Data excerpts
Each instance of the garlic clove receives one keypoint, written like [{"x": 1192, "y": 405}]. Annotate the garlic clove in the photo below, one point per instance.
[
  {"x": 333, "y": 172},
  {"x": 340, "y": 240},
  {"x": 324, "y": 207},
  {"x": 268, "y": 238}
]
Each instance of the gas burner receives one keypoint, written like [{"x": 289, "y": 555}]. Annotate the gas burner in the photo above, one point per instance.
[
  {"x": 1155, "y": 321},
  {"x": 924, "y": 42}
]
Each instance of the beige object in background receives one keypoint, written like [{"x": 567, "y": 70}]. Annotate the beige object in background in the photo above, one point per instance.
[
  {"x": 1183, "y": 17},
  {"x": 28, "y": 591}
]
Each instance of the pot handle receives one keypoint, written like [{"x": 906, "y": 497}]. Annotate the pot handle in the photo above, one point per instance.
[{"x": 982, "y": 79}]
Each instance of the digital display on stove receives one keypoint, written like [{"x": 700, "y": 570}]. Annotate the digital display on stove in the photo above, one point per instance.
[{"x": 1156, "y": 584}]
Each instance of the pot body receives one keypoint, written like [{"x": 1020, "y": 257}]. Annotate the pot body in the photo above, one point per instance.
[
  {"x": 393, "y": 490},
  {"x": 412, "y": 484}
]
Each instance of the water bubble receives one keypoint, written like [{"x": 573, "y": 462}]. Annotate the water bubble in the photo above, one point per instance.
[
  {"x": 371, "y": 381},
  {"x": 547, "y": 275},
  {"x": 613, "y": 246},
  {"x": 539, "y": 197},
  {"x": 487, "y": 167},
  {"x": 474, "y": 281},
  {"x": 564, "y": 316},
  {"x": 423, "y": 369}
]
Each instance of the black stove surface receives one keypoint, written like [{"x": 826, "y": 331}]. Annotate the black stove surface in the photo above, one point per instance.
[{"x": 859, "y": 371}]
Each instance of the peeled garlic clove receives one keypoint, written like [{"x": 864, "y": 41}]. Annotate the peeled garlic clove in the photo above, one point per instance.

__The problem__: Could you give the data again, word for word?

__Answer for this exercise__:
Each instance of the garlic clove receives one keypoint, written like [{"x": 1192, "y": 405}]. Annotate the garlic clove in the photo below, one point per instance.
[
  {"x": 333, "y": 172},
  {"x": 340, "y": 240},
  {"x": 324, "y": 207},
  {"x": 268, "y": 238}
]
Each instance of the gas burner receives one keypoint, written like [{"x": 289, "y": 555}]. Annotate the gas burner in the photo above, one point per instance.
[
  {"x": 1155, "y": 321},
  {"x": 924, "y": 42}
]
Each instance of the beige object in background receives one keypoint, written like [{"x": 567, "y": 70}]. Annotate the beige object in background in the photo above, one point per instance.
[
  {"x": 1183, "y": 17},
  {"x": 28, "y": 591}
]
Each instance of the pot handle receives one keypoint, written like [{"x": 906, "y": 497}]. Annotate the pot handle in the photo above, one point per instance.
[{"x": 982, "y": 79}]
Each instance of the digital display on stove receives one keypoint, written like [{"x": 700, "y": 570}]. Annotate the digital display on stove in the photo above, one point per instance.
[{"x": 1156, "y": 584}]
Each instance of the pot body receives one keypoint, written like [{"x": 1020, "y": 257}]. Annotate the pot body in the photo above, one point per instance.
[
  {"x": 393, "y": 490},
  {"x": 412, "y": 484}
]
Each instance of the water bubble receives one keypoint, written like [{"x": 573, "y": 462}]. Annotate the water bubble in the photo above, one point per instance.
[
  {"x": 371, "y": 381},
  {"x": 547, "y": 275},
  {"x": 613, "y": 246},
  {"x": 539, "y": 197},
  {"x": 487, "y": 167},
  {"x": 474, "y": 281},
  {"x": 564, "y": 316},
  {"x": 423, "y": 369}
]
Each instance of the black stove surface receives one keypoint, written like [{"x": 826, "y": 331}]. Annotate the black stove surface in the photo above, one point per instance.
[{"x": 859, "y": 371}]
Each instance of the peeled garlic clove receives one keypoint, written like [{"x": 864, "y": 41}]. Annotate the peeled garlic clove in the photo above, one point per instance.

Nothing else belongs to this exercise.